JOB —
Could you retype every one of the records below line for line, leaving out the pictures?

Collection entries
──────────

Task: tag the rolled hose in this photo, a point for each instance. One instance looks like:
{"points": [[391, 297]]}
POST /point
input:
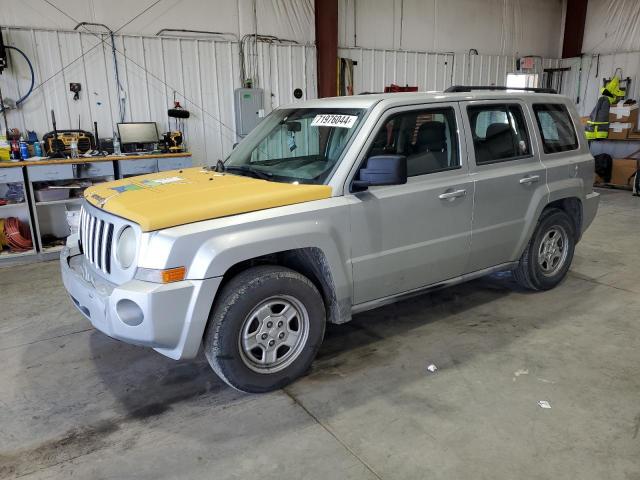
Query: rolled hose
{"points": [[17, 235]]}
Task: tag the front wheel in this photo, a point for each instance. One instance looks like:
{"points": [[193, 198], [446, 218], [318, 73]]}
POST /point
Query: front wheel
{"points": [[546, 260], [265, 330]]}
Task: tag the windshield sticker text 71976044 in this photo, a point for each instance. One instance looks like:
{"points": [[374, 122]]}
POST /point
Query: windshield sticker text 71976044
{"points": [[334, 120]]}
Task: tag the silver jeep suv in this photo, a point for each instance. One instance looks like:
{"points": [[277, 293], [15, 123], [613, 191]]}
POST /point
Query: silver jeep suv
{"points": [[328, 208]]}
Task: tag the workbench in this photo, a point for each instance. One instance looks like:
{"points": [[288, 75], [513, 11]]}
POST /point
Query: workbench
{"points": [[47, 220]]}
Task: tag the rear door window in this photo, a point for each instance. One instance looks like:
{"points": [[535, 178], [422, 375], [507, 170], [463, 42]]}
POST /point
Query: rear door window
{"points": [[556, 127], [499, 133]]}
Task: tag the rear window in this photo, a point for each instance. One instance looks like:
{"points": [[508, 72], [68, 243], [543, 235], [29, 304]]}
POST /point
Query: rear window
{"points": [[556, 128]]}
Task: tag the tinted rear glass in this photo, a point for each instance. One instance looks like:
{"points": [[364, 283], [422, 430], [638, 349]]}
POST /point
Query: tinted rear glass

──────────

EXPECTED ANSWER —
Task: tag the rolled hose in this photo, a point for each instance. One instance looks like:
{"points": [[391, 297]]}
POST /point
input:
Query: rolled hose
{"points": [[17, 235]]}
Task: tag the front wheel in this photo, a point for each instance. One instance looks like:
{"points": [[193, 198], [446, 218], [318, 73]]}
POST /point
Query: front wheel
{"points": [[546, 260], [265, 330]]}
Task: tag the windshield sticker text 71976044 in this photo, a point for each instance. One instance looks like:
{"points": [[374, 122]]}
POST /point
Query: windshield sticker text 71976044
{"points": [[334, 120]]}
Task: tag the silver jeep suv in this photo, a point for each instance. One instance looks like:
{"points": [[277, 293], [15, 123], [613, 191]]}
POST /point
Query: silver jeep suv
{"points": [[328, 208]]}
Task: tag the workbench in this photo, a point for each instance. One instance looks like:
{"points": [[288, 75], [513, 11]]}
POST /point
Query: workbench
{"points": [[47, 220]]}
Task: tag the rear door window in this photo, a point for each instance. One instance looks like:
{"points": [[535, 178], [422, 375], [507, 170], [463, 42]]}
POST /point
Query: rear door window
{"points": [[556, 127], [499, 133]]}
Task: tag the rear window in this photo, a point for each instance. One instance looks like:
{"points": [[508, 72], [68, 243], [543, 235], [29, 304]]}
POST /point
Query: rear window
{"points": [[556, 128]]}
Task: tag the tinted rear glass in this photo, a point for each instance. One instance looks like:
{"points": [[364, 283], [422, 430], [638, 349]]}
POST /point
Query: tinted rear glass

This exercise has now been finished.